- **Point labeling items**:
┏━━
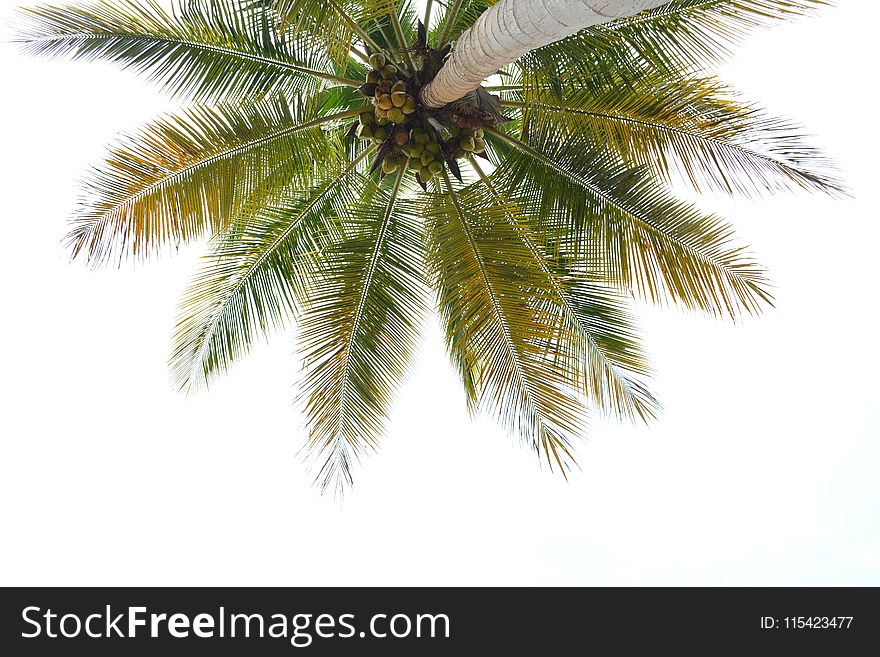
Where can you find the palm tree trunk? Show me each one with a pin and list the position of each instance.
(510, 29)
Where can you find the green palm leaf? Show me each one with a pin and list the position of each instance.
(203, 49)
(254, 279)
(497, 333)
(676, 38)
(597, 330)
(622, 224)
(692, 128)
(359, 328)
(185, 176)
(533, 262)
(338, 22)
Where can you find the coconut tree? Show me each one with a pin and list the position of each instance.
(353, 164)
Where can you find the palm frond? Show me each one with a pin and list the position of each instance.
(254, 279)
(339, 22)
(691, 129)
(201, 50)
(675, 38)
(359, 328)
(497, 334)
(598, 332)
(621, 224)
(184, 176)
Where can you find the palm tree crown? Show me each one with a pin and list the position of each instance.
(527, 213)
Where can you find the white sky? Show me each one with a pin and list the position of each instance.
(761, 471)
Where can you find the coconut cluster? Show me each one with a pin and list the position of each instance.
(406, 131)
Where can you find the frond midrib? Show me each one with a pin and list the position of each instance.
(365, 290)
(195, 45)
(665, 127)
(632, 213)
(562, 295)
(206, 335)
(205, 162)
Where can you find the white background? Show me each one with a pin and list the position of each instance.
(761, 471)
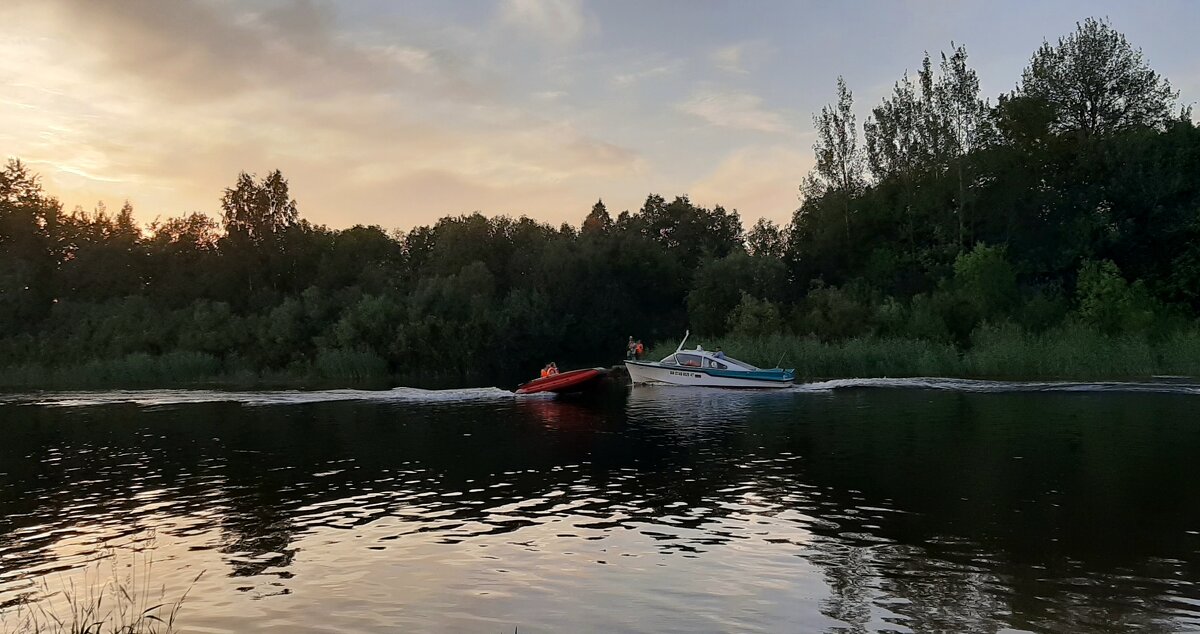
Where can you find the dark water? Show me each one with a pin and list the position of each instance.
(844, 507)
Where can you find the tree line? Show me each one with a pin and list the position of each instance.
(1072, 199)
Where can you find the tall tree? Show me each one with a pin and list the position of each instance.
(967, 119)
(891, 132)
(258, 210)
(1098, 83)
(598, 221)
(839, 167)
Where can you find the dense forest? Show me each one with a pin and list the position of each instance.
(1069, 205)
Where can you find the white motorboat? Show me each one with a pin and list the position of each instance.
(707, 369)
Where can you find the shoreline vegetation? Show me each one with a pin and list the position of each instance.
(1044, 235)
(1002, 352)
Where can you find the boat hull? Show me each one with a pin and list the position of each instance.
(648, 372)
(563, 383)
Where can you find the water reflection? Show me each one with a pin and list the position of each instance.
(837, 510)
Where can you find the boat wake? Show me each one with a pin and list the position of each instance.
(996, 387)
(167, 398)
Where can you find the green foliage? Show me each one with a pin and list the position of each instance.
(985, 281)
(755, 317)
(1096, 83)
(1038, 237)
(1108, 303)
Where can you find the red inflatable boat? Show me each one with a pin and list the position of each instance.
(573, 381)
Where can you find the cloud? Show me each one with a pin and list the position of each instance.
(557, 22)
(730, 59)
(759, 181)
(651, 72)
(739, 111)
(166, 105)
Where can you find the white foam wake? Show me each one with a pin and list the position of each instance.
(163, 398)
(978, 386)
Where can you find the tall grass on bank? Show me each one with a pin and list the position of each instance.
(102, 602)
(995, 352)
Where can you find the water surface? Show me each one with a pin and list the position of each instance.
(863, 506)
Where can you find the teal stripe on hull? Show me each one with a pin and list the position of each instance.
(754, 375)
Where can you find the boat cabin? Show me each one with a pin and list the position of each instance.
(702, 358)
┗━━
- **Given problem**: Rewrite the lines from the start of the items through the line that contains "(1072, 199)", inclusive, as a numbered list, skipping blank lines and leaving out the pictures.

- **The answer**:
1. Where can you find the palm tree trunk? Show me each one with a pin and list the position of each instance.
2. (510, 29)
3. Where can you find the green palm leaf? Show me each one with a pin and list the position of each instance.
4. (203, 49)
5. (254, 279)
6. (497, 333)
7. (676, 38)
8. (597, 330)
9. (622, 224)
10. (692, 128)
11. (359, 328)
12. (185, 176)
13. (533, 262)
14. (338, 22)
15. Where can you find the coconut tree? Show me each one with a pin and list the position of each instance.
16. (353, 164)
17. Where can you find the palm frond? Show me each one with a pin and list the position of each instance.
18. (254, 279)
19. (339, 22)
20. (691, 129)
21. (201, 50)
22. (675, 38)
23. (359, 328)
24. (497, 334)
25. (598, 332)
26. (621, 224)
27. (184, 176)
28. Where can you find the palm tree crown? Show me each one with a pin and list the position of each instance.
29. (527, 213)
30. Where can you find the white sky? Show me each one with a pin and list the position of each instance.
31. (761, 471)
32. Where can you find the coconut cluster? Show me each one with a pin and list the position of each instance.
33. (406, 131)
34. Where can you find the frond midrib? Show me each one with a pin and list the position of each instance.
35. (365, 290)
36. (195, 45)
37. (665, 127)
38. (632, 213)
39. (562, 295)
40. (206, 335)
41. (205, 162)
42. Where can you find the white background? Show me each one with a pin and list the position of each instance.
43. (761, 471)
44. Where can you find the dark water? Show me each one with a pin and list the position of each instance.
45. (844, 507)
46. Where can you find the tree line? Show me each one with a pin and list the position of each instance.
47. (1072, 199)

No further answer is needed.